## The problem
Lay out every line of the items below as a numbered list, omitting blank lines.

■ ■ ■ ■

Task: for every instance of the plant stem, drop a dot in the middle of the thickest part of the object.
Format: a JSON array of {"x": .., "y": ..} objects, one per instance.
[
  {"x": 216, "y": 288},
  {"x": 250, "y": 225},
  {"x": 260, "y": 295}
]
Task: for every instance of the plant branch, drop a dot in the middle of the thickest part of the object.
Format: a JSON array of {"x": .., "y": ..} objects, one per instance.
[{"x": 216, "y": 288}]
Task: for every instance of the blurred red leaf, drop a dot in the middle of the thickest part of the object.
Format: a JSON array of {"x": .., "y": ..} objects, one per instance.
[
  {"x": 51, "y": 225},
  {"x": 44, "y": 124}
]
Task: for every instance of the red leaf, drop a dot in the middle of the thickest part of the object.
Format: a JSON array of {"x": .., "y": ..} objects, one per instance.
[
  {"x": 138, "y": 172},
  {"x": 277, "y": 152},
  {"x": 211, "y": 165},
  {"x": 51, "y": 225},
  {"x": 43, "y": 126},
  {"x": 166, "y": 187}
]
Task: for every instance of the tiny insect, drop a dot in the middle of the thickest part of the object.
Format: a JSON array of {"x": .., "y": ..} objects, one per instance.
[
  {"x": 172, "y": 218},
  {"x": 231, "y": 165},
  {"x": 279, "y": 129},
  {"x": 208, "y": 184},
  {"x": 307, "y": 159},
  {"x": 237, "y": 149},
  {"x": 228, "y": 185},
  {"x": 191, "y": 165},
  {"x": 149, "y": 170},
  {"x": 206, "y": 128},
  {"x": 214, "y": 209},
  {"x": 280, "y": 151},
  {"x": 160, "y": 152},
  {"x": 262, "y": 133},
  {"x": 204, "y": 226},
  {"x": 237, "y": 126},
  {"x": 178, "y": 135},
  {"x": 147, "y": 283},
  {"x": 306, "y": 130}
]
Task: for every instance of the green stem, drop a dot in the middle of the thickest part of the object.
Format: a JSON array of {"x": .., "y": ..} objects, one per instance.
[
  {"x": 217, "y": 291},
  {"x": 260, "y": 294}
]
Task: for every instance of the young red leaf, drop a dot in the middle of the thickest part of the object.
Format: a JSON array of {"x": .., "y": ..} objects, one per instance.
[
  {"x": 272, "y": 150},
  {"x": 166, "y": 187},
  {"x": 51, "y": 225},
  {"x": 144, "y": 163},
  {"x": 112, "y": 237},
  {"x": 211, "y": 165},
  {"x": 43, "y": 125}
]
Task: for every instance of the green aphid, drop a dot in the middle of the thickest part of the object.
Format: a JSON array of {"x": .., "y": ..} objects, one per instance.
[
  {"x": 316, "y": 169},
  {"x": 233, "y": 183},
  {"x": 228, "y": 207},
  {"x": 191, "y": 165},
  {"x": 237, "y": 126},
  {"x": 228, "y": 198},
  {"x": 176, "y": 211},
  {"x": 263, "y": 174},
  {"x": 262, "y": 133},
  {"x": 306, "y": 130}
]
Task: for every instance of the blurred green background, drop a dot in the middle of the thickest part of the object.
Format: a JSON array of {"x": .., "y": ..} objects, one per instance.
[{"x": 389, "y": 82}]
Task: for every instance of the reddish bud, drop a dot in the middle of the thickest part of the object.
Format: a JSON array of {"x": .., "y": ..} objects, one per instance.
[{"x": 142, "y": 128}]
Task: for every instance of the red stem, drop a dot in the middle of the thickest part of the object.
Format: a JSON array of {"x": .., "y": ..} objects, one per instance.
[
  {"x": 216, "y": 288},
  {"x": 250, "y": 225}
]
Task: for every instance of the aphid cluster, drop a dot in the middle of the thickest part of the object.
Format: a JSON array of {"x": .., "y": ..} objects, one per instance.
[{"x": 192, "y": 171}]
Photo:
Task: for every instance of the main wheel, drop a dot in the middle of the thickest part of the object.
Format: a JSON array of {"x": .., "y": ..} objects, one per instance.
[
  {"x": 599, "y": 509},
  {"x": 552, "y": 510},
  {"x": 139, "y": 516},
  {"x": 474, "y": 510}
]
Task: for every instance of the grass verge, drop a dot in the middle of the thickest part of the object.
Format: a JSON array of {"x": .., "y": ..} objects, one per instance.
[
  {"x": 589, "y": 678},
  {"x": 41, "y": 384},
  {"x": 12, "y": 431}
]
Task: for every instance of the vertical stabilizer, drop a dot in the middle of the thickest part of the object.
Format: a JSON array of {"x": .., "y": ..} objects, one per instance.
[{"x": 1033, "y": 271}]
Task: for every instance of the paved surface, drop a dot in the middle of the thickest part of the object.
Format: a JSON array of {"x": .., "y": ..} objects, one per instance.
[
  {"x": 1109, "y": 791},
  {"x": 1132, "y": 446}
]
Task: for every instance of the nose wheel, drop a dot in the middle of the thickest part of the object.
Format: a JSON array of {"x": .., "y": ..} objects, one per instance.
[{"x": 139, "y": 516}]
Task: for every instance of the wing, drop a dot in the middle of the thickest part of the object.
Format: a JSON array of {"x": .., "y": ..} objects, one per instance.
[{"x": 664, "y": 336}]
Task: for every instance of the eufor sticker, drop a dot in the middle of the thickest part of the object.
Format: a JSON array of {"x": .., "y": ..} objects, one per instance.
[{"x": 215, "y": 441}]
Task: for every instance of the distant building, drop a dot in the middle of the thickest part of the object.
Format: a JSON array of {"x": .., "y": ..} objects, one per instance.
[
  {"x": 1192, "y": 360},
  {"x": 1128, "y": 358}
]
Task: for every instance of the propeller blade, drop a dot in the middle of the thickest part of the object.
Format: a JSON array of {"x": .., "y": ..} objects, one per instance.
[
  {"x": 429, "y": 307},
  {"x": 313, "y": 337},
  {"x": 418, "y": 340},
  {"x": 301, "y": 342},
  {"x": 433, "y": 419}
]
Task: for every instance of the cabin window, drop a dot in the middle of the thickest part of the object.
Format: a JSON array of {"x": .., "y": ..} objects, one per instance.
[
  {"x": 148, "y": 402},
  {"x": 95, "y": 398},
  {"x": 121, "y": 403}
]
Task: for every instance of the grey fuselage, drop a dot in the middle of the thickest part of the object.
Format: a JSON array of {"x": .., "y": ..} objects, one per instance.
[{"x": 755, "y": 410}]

■ ■ ■ ■

## Reply to the task
1. Task: for every instance of the plant stem, drop a dot in the middle of the thickest part of the object.
2. Format: a JSON array of {"x": .., "y": ..} objects, one per instance.
3. [
4.   {"x": 216, "y": 288},
5.   {"x": 250, "y": 225},
6.   {"x": 260, "y": 295}
7. ]
8. Task: for every instance of the plant branch, drop a dot in the middle of the thickest part of the object.
9. Format: a JSON array of {"x": .., "y": ..} objects, one per instance.
10. [{"x": 216, "y": 288}]
11. Task: for every instance of the blurred red leaf, drop a dot in the middle of the thickest part of the object.
12. Format: a JSON array of {"x": .., "y": ..} objects, one per instance.
13. [
14.   {"x": 51, "y": 225},
15.   {"x": 44, "y": 124}
16. ]
17. Task: for every instance of the red leaf, drop a dot in the middle of the thickest part of the object.
18. Format: a JSON array of {"x": .., "y": ..} objects, one per instance.
19. [
20.   {"x": 138, "y": 172},
21.   {"x": 277, "y": 152},
22.   {"x": 211, "y": 165},
23.   {"x": 51, "y": 225},
24.   {"x": 43, "y": 126},
25.   {"x": 166, "y": 187}
26. ]
27. Task: for every instance of the tiny insect, drop a dot in the middle of the thickest part of the object.
28. Format: a JSON array of {"x": .., "y": ..} objects, one per instance.
29. [
30.   {"x": 172, "y": 218},
31.   {"x": 231, "y": 165},
32.   {"x": 279, "y": 129},
33.   {"x": 208, "y": 184},
34.   {"x": 307, "y": 159},
35.   {"x": 237, "y": 149},
36.   {"x": 228, "y": 185},
37.   {"x": 191, "y": 165},
38.   {"x": 149, "y": 170},
39.   {"x": 206, "y": 128},
40.   {"x": 214, "y": 209},
41.   {"x": 280, "y": 151},
42.   {"x": 160, "y": 152},
43.   {"x": 262, "y": 133},
44.   {"x": 204, "y": 226},
45.   {"x": 237, "y": 126},
46.   {"x": 178, "y": 135},
47.   {"x": 147, "y": 283},
48.   {"x": 306, "y": 130}
49. ]
50. Task: for every instance of the green stem, drop a dot in the middle of the thickest part of the object.
51. Format: a JSON array of {"x": .., "y": ..} objects, one per instance.
52. [
53.   {"x": 217, "y": 291},
54.   {"x": 260, "y": 294}
55. ]
56. Task: for every instance of the young red leaf, drop a dot in the middle of the thickest part of the object.
57. Format: a JSON array of {"x": .., "y": ..} objects, one per instance.
58. [
59.   {"x": 272, "y": 150},
60.   {"x": 166, "y": 187},
61.   {"x": 51, "y": 225},
62.   {"x": 144, "y": 163},
63.   {"x": 112, "y": 237},
64.   {"x": 211, "y": 165},
65.   {"x": 43, "y": 125}
66. ]
67. Task: for every instance of the green aphid, drop a dot in the middle of the thickest part of the object.
68. Format: a JSON array of {"x": .., "y": ..} objects, one per instance.
69. [
70.   {"x": 316, "y": 169},
71.   {"x": 233, "y": 183},
72.   {"x": 228, "y": 207},
73.   {"x": 191, "y": 165},
74.   {"x": 237, "y": 126},
75.   {"x": 228, "y": 198},
76.   {"x": 176, "y": 211},
77.   {"x": 263, "y": 174},
78.   {"x": 262, "y": 133},
79.   {"x": 306, "y": 130}
80. ]
81. Task: for every instance of the blurred green background, drop a dot in the middle of the thickest part of the object.
82. Format: a JSON array of {"x": .., "y": ..} objects, one per instance.
83. [{"x": 389, "y": 82}]
84. Task: for every instance of the reddish bud, drop a dot in the middle of the thickest part of the object.
85. Format: a JSON array of {"x": .., "y": ..} objects, one per instance.
86. [{"x": 142, "y": 128}]
87. Task: for every instance of the red stem, drop a dot in the middle of the thickest part of the object.
88. Format: a JSON array of {"x": .., "y": ..} objects, one per instance.
89. [
90.   {"x": 216, "y": 288},
91.   {"x": 250, "y": 225}
92. ]
93. Task: for every instance of the aphid cluster, drop a dot in the middle of the thickest part of the object.
94. Format: a JSON array of {"x": .., "y": ..} objects, one per instance.
95. [{"x": 192, "y": 171}]
96. Photo:
97. Task: for every instance of the main wheel, drop a dot in the middle of the thickest part of the object.
98. Format: a JSON array of {"x": .., "y": ..} objects, one per instance.
99. [
100.   {"x": 599, "y": 509},
101.   {"x": 552, "y": 510},
102.   {"x": 139, "y": 516},
103.   {"x": 474, "y": 510}
104. ]
105. Task: for every instance of the grass verge, drop a dot in the middle of the thickest part of the object.
106. Format: a JSON array of {"x": .., "y": ..} objects, one per instance.
107. [
108.   {"x": 589, "y": 678},
109.   {"x": 41, "y": 384},
110.   {"x": 12, "y": 431}
111. ]
112. Task: for every instance of the vertical stabilizer, drop a dot in the middle of the thickest part of the object.
113. Format: a JSON array of {"x": .., "y": ..} objects, one per instance.
114. [{"x": 1033, "y": 271}]
115. Task: for every instance of the paved surface, drop a dot in the middle of the thickest part of the object.
116. Format: a JSON array of {"x": .., "y": ..} objects, one per instance.
117. [
118.   {"x": 1109, "y": 791},
119.   {"x": 1132, "y": 446}
120. ]
121. Task: for every instance of the nose wheel, drop a dot in the middle of the thickest part of the object.
122. Format: a JSON array of {"x": .., "y": ..} objects, one per instance.
123. [{"x": 139, "y": 516}]
124. Task: for every instance of the wing, drop a dot in the middle of the thickest part of the object.
125. Format: a JSON array of {"x": .., "y": ..} objects, one per instance.
126. [{"x": 664, "y": 336}]
127. Task: for every instance of the eufor sticker, drop a dot in the middle of the thickest part of the object.
128. Format: a JSON array of {"x": .., "y": ..} objects, one per instance.
129. [{"x": 215, "y": 441}]
130. Task: for every instance of the distant building, drop a dot in the middle of the thickest part of the object.
131. Format: a JSON array of {"x": .., "y": ..} objects, one per instance.
132. [
133.   {"x": 1192, "y": 360},
134.   {"x": 1128, "y": 358}
135. ]
136. Task: for every instance of the propeller blade, drop a dot in the middle of the thickest part of the object.
137. Format: a JSON array of {"x": .., "y": ..} objects, one per instance.
138. [
139.   {"x": 429, "y": 307},
140.   {"x": 313, "y": 337},
141.   {"x": 418, "y": 340},
142.   {"x": 301, "y": 342},
143.   {"x": 433, "y": 419}
144. ]
145. Task: for every instance of the cabin window, drop a dot in the middle of the thickest part of the object.
146. Format: a JSON array of {"x": .., "y": ..} objects, one per instance.
147. [
148.   {"x": 148, "y": 402},
149.   {"x": 95, "y": 398},
150.   {"x": 121, "y": 403}
151. ]
152. Task: for every instance of the grey fuselage, drop a dot in the middle of the thickest part of the object.
153. Format: a JSON array of {"x": .., "y": ..} objects, one per instance.
154. [{"x": 755, "y": 410}]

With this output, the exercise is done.